-- BEGIN --
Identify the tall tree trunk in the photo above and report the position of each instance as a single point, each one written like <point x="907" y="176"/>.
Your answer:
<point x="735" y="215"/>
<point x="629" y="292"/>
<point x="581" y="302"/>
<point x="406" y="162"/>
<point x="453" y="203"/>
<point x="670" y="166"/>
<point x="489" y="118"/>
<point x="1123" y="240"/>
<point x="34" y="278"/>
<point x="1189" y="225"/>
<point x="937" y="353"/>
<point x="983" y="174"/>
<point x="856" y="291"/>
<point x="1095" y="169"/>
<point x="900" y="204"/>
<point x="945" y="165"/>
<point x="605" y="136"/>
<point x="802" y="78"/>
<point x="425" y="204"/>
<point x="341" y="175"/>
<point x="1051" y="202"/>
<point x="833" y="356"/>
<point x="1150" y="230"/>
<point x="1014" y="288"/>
-- END --
_WRITTEN REQUEST_: Rewrite all of the data above as a numbered list with one line per entry, leaving out any blank lines.

_RESULT OF THE TASK_:
1. Identify the tall tree trunk in the photo above and report the position of each instance as a single point, each one written like <point x="907" y="176"/>.
2. Your answer:
3. <point x="735" y="215"/>
4. <point x="629" y="292"/>
5. <point x="581" y="302"/>
6. <point x="406" y="162"/>
7. <point x="453" y="203"/>
8. <point x="670" y="166"/>
9. <point x="489" y="118"/>
10. <point x="1123" y="240"/>
11. <point x="34" y="278"/>
12. <point x="1189" y="225"/>
13. <point x="937" y="353"/>
14. <point x="983" y="174"/>
15. <point x="856" y="291"/>
16. <point x="1095" y="169"/>
17. <point x="900" y="204"/>
18. <point x="945" y="165"/>
19. <point x="605" y="136"/>
20. <point x="802" y="78"/>
21. <point x="425" y="204"/>
22. <point x="341" y="175"/>
23. <point x="1051" y="202"/>
24. <point x="833" y="356"/>
25. <point x="1150" y="230"/>
26. <point x="1014" y="288"/>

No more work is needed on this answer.